**Texte source**
┌────────
Une vie sans toit à Evreux (Eure)
06 janv. 2015Les journaux télévisés ont fait leurs grands titres sur les vacanciers de Noël, naufragés sur la route de leurs vacances, mais il existe des gens, tout près de nous, dont la situation est encore plus difficile. Les sans-abri sont particulièrement touchés en cette période de grand froid.
A Evreux, plusieurs structures leur viennent en aide, selon qu'ils sont en famille ou isolé, une femme ou un homme. Point de chute dans les locaux de l'association Accueil Service, 84 avenue Foch qui accueille des hommes seuls sans-abri, de 8 h 00 à 11 h 30. ,
Dans le vestiaire du roller park
Il fait - 2 dehors. En arrivant dans la cour, plusieurs gros chiens sont attachés en attendant leurs maîtres. Ils sont souvent le seul lien affectif des SDF, mais parfois aussi, à certains moments, leur souffre-douleur. Il est 10 heures, une quarantaine d'hommes ont fini un copieux petit-déjeuner et discutent au chaud. Certains récupèrent leur courrier domicilié à l'association. D'autres parlent de leur dossier administratif avec les permanents et des bénévoles, dont un médecin ophtalmo du centre-ville en retraite, qui se dévoue plusieurs fois par semaine. Une partie des sans-abri a pu dormir au chaud dans le vestiaire du roller-park situé en face et prêté par la ville. Ils y ont été envoyés par le 115 qui y gère une quinzaine de places de mises à l'abri de 19h00 à 7h00.
└────────
**Liste des tâches**
A. Remplacez "grand froid" par "froid intense" dans l'article sur les sans-abri d'Evreux, en commençant par "06 janv. 2015Les" et en allant jusqu'à "de grand froid.".
B. Poursuivez l'article sur les sans-abri d'Evreux à la suite de sa dernière phrase.
Le matériel ne joue aucun rôle ici.

**Bloc de données**
┌────────
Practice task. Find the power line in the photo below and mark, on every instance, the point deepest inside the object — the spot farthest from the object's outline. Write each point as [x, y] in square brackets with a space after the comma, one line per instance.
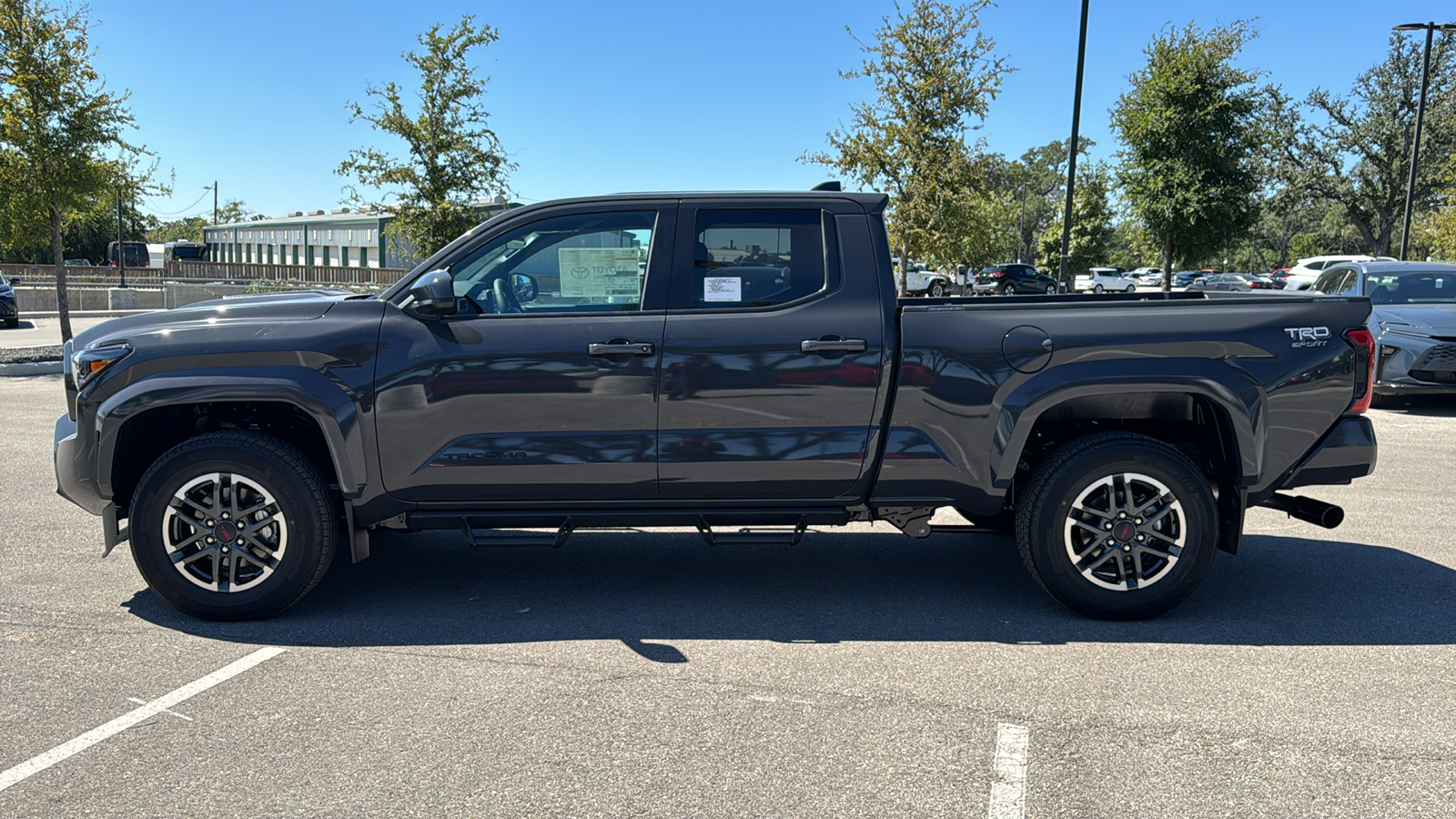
└────────
**Réponses finales**
A.
06 janv. 2015Les journaux télévisés ont fait leurs grands titres sur les vacanciers de Noël, naufragés sur la route de leurs vacances, mais il existe des gens, tout près de nous, dont la situation est encore plus difficile. Les sans-abri sont particulièrement touchés en cette période de froid intense.

B.
Sous une tente, dans les bois
L'origine de la situation des sans-abri est diverse. Des travailleurs pauvres, des jeunes en rupture familiale, parfois victimes d'addictions, à l'alcool et à la drogue, des demandeurs d'asile, et puis beaucoup de gens d'apparence "normale", comme Alexandre qui couche dehors, dans les bois de Saint-Michel, sous une tente. Il change souvent d'endroit pour ne pas se faire agresser Sa chienne de 10 ans, Princesse, croisée labrador malinois, lui est d'une fidélité â toute épreuve. Et réciproquement. Alexandre a 57 ans mais en paraît beaucoup moins. Il était soudeur hautement qualifié et a travaillé dans les installations nucléaires, notamment à Flamanville. Plus de travail, l'engrenage... Il ne nous en dira pas plus, sauf que, seul dans sa tente - souvent, il en pleure...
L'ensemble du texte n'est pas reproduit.